## PROBLEMS
1. What value does the data generation script pass to np.random.seed?
2. Print verbatim the part of the data generation script starting with "# Data Generation" and going on through "np.random.seed(42)".

# Data Generation

In [1]:
import random
from datetime import datetime, timedelta
import pandas as pd
import numpy as np

In [2]:
# Set random seed for reproducibility
np.random.seed(42)

n_records = 500000

ip_ranges = [
    '128.1.0.', '155.55.0.', '157.20.5.', '157.20.20.', '157.20.30.',
    '192.168.1.', '10.0.0.', '172.16.0.'
]
urls = [
    '/ai-assistant', '/demo-request', '/pricing', '/events',
    '/job-prototype', '/solutions', '/contact', '/about',
    '/ai-assistant/chat', '/demo-request/schedule',
    '/events/upcoming', '/job-prototype/submit'
]

interaction_map = {
    '/ai-assistant': 'AI Assistant Request',
    '/ai-assistant/chat': 'AI Chat Initiated',
    '/demo-request': 'Demo Inquiry',
    '/demo-request/schedule': 'Demo Scheduled',
    '/job-prototype': 'Job Prototype Inquiry',
    '/job-prototype/submit': 'Job Prototype Submitted',
    '/events': 'Event Inquiry',
    '/events/upcoming': 'Event Registered',
    '/pricing': 'Pricing Viewed',
    '/solutions': 'Solutions Browsed',
    '/contact': 'Contact Request',
    '/about': 'About Page Viewed'
}

methods = ['GET', 'POST', 'PUT']
status_codes = [200, 201, 301, 302, 304, 400, 403, 404, 500]
salespeople = ['Maano', 'Bob', 'Charlie', 'Diana', 'Eve', 'Frank']
products = ['AI Suite', 'DataPro', 'InsightX', 'VisionBot', 'CloudSync']
countries = ['USA', 'UK', 'Germany', 'India', 'Canada', 'Australia']
job_types = ['Consultation', 'Integration', 'Support', 'Training', 'Demo']

# Generate dates spanning 36 months (3 years) for three full seasonal cycles
start_date = datetime.now() - timedelta(days=1095)  # 1095 days = 3 years
timestamps = [
    (start_date + timedelta(
        days=random.randint(0, 1095),
        hours=random.randint(0, 23),
        minutes=random.randint(0, 59),
        seconds=random.randint(0, 59)))
    for _ in range(n_records)

[Point annotation listing]
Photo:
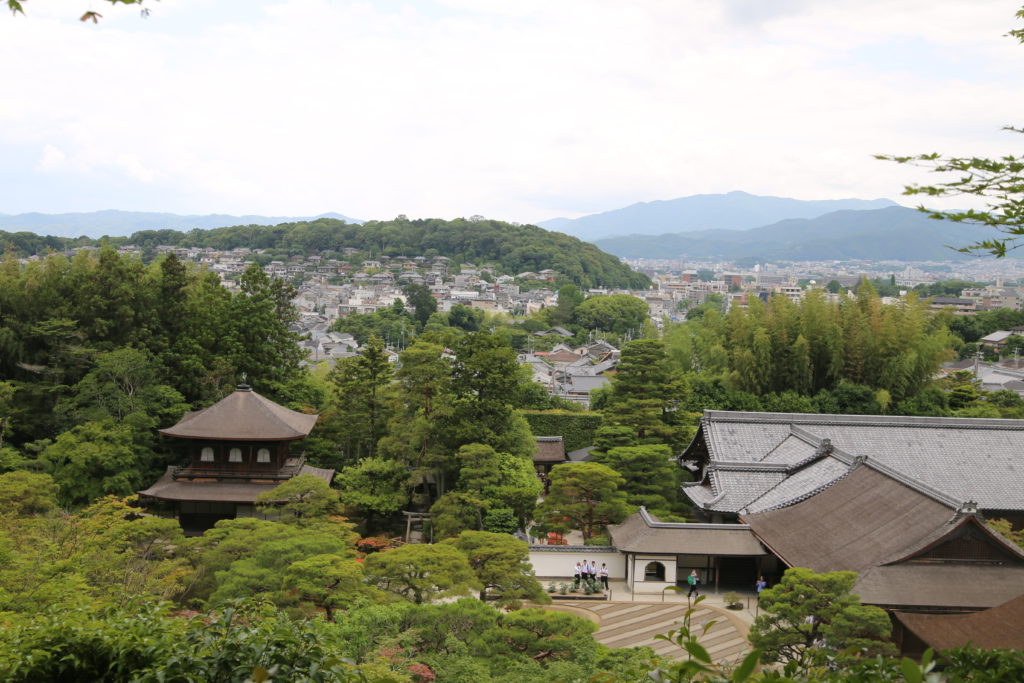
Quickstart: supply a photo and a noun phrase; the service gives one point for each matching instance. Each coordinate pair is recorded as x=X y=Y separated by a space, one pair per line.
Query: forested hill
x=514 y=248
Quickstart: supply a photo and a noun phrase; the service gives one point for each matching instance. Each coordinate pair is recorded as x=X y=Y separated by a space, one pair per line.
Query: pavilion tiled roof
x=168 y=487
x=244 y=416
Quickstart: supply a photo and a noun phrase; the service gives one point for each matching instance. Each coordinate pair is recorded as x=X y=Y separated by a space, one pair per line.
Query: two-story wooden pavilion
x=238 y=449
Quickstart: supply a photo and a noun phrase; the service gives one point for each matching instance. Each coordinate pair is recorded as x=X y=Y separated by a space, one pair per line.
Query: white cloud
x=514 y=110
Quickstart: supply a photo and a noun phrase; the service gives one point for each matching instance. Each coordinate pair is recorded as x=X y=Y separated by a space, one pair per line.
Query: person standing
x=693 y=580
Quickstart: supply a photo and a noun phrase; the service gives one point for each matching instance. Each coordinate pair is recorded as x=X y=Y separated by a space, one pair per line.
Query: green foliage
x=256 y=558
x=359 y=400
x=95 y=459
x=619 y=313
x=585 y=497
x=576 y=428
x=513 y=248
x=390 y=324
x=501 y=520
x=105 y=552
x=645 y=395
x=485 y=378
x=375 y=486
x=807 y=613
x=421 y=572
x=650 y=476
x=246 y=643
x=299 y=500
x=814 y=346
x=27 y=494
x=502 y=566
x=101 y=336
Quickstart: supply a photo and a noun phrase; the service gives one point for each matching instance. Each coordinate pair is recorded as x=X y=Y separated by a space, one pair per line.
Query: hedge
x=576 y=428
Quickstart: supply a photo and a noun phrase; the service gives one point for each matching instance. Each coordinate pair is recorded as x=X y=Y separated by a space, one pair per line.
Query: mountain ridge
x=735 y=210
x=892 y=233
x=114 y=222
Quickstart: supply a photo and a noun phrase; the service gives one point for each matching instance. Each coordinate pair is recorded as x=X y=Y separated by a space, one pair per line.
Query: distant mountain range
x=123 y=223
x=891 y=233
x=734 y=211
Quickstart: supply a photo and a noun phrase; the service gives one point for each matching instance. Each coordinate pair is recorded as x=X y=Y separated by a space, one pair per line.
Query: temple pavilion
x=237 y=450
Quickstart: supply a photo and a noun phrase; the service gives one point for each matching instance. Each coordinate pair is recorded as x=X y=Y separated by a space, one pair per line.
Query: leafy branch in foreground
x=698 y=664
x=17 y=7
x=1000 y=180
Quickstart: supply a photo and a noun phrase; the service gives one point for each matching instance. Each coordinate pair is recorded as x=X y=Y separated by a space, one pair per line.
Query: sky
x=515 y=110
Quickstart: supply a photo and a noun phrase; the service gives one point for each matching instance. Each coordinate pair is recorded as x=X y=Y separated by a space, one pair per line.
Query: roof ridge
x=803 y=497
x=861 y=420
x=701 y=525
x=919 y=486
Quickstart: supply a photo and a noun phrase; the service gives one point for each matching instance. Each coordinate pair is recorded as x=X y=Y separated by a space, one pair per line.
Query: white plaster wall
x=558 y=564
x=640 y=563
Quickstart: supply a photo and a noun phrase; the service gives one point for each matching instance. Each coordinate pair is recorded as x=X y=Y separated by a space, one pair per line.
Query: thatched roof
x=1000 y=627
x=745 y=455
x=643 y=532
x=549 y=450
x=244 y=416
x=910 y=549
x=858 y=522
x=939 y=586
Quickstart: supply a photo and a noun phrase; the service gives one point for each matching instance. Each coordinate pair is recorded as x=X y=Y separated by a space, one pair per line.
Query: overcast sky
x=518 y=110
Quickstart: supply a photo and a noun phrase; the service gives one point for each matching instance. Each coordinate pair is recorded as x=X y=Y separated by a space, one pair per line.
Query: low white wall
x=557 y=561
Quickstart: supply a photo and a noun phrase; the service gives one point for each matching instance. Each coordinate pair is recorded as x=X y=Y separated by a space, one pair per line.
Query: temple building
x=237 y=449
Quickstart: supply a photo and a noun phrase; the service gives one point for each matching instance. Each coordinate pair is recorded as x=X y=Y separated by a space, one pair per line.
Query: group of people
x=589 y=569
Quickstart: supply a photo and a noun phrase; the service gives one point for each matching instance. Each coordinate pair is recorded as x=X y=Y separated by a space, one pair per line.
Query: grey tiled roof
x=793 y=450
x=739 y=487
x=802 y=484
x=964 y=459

## EXERCISE RESPONSES
1. 42

2.
# Data Generation

In [1]:
import random
from datetime import datetime, timedelta
import pandas as pd
import numpy as np

In [2]:
# Set random seed for reproducibility
np.random.seed(42)